Speaking with reporters after the ceremony, Selig was asked about Aaron being called the true home run king.

“I’m always in a sensitive spot there, but I’ve said that myself and I’ll just leave it at that,” Selig said.

If that’s the standard we are well and truly screwed, because these are things Bud has also said himself:

  • No one wants replay
  • Abner Doubleday invented baseball
  • We’re committed to finding a solution to the A’s stadium situation
  • We tried to keep the Expos in Montreal.

As a long-time friend of Hank Aaron’s Selig is obviously going to be partial to the guy and you can’t begrudge him his personal feelings. As the Commissioner of Baseball, however, he has an obligation to either recognize the records set as legitimate or to do something to render them officially illegitimate. He can’t have it both ways.

The Braves will always want it that way, of course:

During the ceremony Braves chairman Terry McGuirk said Aaron “set the home-run record the old-fashioned way” and added “You will always be the home run king of all time.”

ENTRIES —
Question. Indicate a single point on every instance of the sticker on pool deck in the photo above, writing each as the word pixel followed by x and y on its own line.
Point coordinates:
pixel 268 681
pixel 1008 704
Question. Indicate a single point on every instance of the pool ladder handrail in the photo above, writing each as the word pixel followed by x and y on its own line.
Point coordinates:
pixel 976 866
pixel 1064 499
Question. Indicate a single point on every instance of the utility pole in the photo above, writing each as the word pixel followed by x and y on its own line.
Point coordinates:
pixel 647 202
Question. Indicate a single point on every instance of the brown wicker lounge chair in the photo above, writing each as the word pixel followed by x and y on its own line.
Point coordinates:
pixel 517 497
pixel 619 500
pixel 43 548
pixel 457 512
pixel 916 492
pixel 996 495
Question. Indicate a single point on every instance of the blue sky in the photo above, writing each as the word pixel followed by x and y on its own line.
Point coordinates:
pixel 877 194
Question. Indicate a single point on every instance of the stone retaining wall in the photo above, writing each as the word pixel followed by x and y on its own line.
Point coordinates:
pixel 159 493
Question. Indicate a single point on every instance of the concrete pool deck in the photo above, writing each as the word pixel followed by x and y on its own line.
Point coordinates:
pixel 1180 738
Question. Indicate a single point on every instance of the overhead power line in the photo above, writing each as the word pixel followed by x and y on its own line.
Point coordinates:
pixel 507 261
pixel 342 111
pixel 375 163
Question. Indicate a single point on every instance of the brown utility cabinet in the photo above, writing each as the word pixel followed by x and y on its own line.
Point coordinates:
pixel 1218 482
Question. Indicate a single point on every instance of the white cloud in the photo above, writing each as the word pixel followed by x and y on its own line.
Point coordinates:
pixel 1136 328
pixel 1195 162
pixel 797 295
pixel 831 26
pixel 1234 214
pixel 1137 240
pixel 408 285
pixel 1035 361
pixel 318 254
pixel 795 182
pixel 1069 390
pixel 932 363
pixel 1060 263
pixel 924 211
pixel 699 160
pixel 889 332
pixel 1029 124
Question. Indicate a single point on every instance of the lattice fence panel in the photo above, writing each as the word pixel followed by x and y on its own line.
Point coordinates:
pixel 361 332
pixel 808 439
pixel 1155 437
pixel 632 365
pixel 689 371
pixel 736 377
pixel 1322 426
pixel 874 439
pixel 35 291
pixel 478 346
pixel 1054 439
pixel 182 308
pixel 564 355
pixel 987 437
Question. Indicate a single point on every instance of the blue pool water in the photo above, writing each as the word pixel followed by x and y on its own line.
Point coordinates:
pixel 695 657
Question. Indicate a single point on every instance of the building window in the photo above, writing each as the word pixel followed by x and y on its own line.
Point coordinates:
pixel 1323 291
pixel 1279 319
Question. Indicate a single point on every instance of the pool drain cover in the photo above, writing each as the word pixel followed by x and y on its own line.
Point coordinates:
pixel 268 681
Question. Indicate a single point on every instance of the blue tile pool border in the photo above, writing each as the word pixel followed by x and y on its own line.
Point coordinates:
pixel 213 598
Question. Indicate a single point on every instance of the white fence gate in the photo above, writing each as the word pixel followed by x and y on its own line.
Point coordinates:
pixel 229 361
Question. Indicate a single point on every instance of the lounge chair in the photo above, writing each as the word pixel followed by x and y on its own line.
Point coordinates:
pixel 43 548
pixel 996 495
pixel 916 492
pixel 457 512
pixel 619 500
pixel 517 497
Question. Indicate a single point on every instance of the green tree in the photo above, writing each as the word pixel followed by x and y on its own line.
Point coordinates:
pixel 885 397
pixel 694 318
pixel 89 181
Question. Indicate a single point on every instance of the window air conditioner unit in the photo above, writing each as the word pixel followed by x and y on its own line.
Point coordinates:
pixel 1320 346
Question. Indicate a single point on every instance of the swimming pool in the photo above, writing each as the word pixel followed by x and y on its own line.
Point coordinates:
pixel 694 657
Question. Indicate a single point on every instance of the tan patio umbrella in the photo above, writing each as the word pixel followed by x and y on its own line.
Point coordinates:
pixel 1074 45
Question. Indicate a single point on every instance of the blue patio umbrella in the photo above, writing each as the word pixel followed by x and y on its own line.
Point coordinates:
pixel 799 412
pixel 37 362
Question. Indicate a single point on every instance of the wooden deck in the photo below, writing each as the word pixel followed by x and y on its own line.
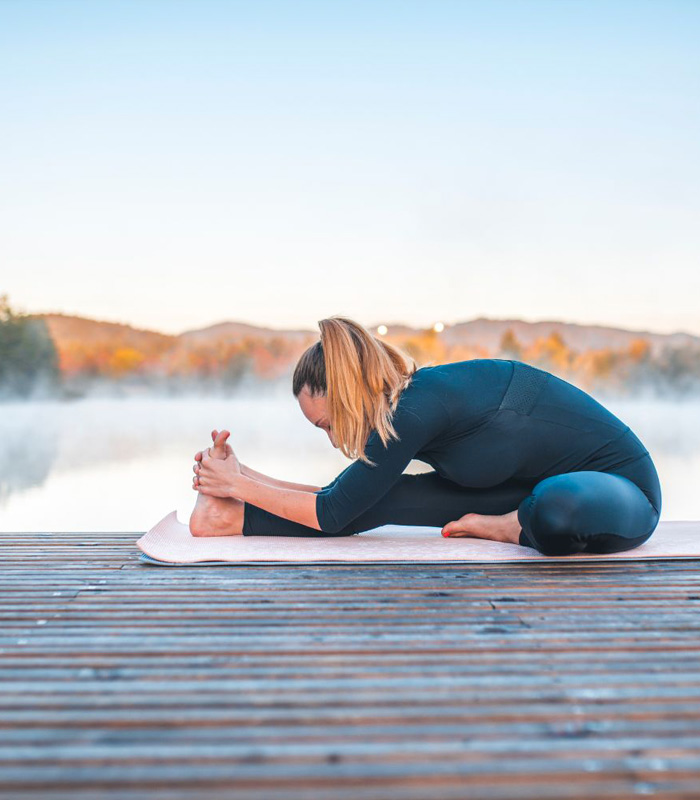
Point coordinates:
* * *
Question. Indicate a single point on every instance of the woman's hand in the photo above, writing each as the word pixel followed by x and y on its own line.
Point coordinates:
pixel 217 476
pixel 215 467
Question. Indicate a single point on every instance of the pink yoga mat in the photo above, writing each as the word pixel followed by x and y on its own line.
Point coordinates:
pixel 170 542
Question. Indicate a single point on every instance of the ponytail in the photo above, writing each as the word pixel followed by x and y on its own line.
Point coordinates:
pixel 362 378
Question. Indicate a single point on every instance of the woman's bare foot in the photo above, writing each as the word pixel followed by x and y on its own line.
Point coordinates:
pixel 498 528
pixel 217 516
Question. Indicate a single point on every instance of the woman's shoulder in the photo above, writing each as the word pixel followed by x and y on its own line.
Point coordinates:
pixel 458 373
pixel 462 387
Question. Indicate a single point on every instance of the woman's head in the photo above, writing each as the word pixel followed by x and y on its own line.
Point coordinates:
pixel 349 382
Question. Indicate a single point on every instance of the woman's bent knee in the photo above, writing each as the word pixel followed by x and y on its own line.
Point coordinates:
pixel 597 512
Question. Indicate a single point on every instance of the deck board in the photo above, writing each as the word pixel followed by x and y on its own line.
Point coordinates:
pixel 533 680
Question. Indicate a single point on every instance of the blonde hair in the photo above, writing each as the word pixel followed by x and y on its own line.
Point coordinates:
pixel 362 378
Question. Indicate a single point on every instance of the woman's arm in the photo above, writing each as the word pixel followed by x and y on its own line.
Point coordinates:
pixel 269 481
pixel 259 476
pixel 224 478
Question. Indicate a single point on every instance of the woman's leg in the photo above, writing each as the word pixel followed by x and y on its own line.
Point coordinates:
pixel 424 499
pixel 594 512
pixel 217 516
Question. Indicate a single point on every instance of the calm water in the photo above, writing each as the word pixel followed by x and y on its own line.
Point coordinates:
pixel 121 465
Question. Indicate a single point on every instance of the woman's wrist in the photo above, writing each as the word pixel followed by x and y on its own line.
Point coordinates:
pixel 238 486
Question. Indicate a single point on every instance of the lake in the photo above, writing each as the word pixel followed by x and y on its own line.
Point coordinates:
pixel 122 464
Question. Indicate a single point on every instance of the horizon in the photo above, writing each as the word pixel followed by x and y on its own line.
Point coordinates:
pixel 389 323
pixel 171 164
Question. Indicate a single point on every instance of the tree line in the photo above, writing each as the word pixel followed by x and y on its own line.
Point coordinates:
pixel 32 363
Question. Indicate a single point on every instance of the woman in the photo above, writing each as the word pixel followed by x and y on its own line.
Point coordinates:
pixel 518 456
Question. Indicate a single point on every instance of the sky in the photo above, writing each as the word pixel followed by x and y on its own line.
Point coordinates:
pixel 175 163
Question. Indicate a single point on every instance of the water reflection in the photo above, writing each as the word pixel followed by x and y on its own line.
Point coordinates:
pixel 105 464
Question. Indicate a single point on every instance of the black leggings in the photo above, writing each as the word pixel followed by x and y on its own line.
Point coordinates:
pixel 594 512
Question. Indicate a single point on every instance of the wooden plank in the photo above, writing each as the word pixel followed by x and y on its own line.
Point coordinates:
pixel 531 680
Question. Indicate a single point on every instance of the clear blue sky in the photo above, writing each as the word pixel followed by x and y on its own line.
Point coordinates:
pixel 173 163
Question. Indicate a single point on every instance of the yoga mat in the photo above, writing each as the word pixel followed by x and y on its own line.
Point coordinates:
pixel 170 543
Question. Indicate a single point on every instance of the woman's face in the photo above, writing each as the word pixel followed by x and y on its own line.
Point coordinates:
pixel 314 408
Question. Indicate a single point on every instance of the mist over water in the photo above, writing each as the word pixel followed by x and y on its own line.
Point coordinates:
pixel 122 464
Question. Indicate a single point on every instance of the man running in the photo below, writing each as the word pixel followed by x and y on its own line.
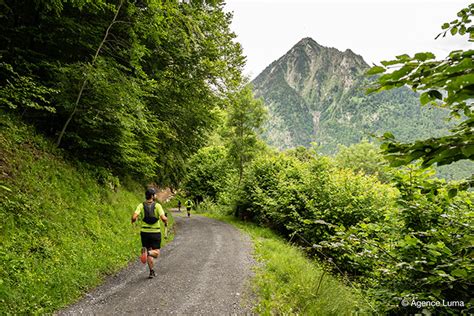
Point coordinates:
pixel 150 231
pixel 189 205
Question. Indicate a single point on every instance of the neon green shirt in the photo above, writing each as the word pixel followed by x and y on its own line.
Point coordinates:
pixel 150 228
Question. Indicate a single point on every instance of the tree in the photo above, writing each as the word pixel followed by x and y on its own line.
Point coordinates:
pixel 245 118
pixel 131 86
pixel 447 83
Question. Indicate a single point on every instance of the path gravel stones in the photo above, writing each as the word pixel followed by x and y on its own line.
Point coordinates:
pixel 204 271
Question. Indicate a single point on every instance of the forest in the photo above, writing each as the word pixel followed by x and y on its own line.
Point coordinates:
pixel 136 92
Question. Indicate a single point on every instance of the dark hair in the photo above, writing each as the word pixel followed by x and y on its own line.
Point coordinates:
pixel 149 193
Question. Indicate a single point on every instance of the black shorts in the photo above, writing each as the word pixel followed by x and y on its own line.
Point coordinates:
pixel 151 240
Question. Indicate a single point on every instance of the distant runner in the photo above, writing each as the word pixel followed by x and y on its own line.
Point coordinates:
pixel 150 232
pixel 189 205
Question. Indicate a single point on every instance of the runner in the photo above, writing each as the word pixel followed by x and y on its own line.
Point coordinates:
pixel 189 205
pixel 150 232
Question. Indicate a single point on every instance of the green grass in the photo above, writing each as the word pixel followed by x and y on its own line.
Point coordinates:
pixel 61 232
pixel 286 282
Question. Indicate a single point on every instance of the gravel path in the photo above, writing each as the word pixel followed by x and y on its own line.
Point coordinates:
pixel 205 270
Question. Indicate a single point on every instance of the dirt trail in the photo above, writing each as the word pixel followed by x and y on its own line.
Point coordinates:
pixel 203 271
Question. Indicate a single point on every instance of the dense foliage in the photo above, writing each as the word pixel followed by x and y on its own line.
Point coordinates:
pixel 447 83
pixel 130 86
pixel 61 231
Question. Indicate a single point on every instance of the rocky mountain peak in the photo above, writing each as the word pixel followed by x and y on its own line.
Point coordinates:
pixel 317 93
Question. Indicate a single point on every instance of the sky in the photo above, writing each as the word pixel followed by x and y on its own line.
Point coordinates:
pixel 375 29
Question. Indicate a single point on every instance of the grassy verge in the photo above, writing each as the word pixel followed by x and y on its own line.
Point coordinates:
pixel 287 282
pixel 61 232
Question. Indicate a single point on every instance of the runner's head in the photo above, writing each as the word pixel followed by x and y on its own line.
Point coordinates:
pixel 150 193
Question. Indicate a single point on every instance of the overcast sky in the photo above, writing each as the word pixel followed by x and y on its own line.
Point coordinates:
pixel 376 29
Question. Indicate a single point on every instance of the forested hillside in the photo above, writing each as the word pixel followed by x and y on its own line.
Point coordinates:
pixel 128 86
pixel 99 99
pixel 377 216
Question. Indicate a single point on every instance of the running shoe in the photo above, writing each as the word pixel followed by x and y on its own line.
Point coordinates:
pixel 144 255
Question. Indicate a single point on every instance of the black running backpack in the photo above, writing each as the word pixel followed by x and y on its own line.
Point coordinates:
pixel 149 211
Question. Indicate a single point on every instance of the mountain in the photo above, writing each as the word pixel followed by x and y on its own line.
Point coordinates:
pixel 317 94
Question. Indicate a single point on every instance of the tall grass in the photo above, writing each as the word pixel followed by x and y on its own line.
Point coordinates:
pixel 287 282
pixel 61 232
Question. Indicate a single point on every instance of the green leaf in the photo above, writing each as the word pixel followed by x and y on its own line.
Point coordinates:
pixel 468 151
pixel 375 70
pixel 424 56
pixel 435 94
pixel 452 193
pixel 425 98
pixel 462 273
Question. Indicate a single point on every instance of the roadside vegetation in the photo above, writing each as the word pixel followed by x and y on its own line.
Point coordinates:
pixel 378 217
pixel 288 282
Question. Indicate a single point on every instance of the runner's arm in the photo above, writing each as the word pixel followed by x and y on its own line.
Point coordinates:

REQUIRED TASKS —
**A)** Answer these questions using the text on Selig and Aaron:
(i) Who did Selig speak with after the ceremony?
(ii) What does the text call Selig's relationship to Hank Aaron?
(iii) Who is named as the Braves chairman?
**B)** From the text on Selig and Aaron, output the stretch from "Speaking with reporters" through "it both ways." word for word.

RESPONSES FOR EACH TASK —
**A)**
(i) Reporters
(ii) A long-time friend
(iii) Terry McGuirk

**B)**
Speaking with reporters after the ceremony, Selig was asked about Aaron being called the true home run king.

“I’m always in a sensitive spot there, but I’ve said that myself and I’ll just leave it at that,” Selig said.

If that’s the standard we are well and truly screwed, because these are things Bud has also said himself:

  • No one wants replay
  • Abner Doubleday invented baseball
  • We’re committed to finding a solution to the A’s stadium situation
  • We tried to keep the Expos in Montreal.

As a long-time friend of Hank Aaron’s Selig is obviously going to be partial to the guy and you can’t begrudge him his personal feelings. As the Commissioner of Baseball, however, he has an obligation to either recognize the records set as legitimate or to do something to render them officially illegitimate. He can’t have it both ways.